> [What is required]: Reproduce exactly the lines from the one containing "Category: hood support rod" through the last line of the data, both ends included.
━━━━━ Material provided
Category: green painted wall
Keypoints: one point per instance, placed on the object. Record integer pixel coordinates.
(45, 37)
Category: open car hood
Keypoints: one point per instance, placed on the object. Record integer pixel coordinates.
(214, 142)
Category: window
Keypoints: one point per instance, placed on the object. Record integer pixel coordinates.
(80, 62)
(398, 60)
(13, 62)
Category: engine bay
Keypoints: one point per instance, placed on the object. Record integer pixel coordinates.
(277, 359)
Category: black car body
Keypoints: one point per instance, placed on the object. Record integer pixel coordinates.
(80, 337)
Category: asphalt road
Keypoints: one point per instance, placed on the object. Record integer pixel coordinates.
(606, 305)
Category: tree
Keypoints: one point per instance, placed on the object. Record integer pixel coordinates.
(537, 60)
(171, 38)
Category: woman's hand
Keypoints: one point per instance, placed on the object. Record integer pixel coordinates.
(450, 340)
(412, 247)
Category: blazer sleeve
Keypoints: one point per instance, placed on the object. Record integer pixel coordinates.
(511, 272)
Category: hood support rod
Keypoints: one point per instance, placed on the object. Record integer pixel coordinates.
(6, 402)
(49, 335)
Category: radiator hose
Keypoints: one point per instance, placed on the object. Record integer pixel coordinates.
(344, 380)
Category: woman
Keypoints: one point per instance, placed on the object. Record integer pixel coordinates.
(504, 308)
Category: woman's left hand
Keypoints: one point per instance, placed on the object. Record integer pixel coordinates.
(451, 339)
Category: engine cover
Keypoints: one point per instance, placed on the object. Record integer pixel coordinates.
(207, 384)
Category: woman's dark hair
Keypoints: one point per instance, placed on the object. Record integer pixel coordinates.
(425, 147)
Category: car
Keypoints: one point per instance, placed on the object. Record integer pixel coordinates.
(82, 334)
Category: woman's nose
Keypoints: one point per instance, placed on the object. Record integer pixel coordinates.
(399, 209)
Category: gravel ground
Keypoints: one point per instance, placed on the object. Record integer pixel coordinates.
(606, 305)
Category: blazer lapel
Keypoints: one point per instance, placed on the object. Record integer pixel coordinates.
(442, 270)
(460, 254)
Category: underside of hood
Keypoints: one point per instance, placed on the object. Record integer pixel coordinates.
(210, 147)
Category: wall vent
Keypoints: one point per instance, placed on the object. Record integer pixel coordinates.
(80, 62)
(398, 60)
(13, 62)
━━━━━━━━━━
> [Answer to the exercise]:
Category: hood support rod
Keypoints: one point per instance, placed on the object. Record integer pixel coordinates.
(6, 402)
(49, 335)
Category: radiator hose
Keypoints: one point per instance, placed on the object. Record integer pixel coordinates.
(344, 380)
Category: woman
Keypoints: one point per instance, placed on the object. Record integer pixel coordinates.
(504, 308)
Category: woman's left hand
Keypoints: one point per instance, placed on the object. Record integer pixel coordinates.
(451, 339)
Category: engine cover
Keypoints: one point per instance, placed on the object. Record integer pixel coordinates.
(207, 384)
Category: woman's dark hair
Keypoints: one point per instance, placed on the object. Record integer pixel coordinates.
(425, 147)
Category: car
Keypoints: one point per instance, placed on the object. Record integer pixel coordinates.
(82, 334)
Category: woman's nose
Keypoints: one point per instance, placed on the object. Record integer pixel coordinates.
(399, 209)
Category: gravel ground
Keypoints: one point per instance, placed on the object. Record integer pixel coordinates.
(606, 305)
Category: blazer lapel
Keypoints: one point per instance, placed on the object. Record integer pixel coordinates.
(442, 270)
(460, 254)
Category: underside of hood
Keypoints: one point per instance, placed on the object. Record integer pixel coordinates.
(210, 147)
Category: wall vent
Keypoints: one point per instance, placed on the object. Record integer pixel coordinates.
(80, 62)
(398, 60)
(13, 62)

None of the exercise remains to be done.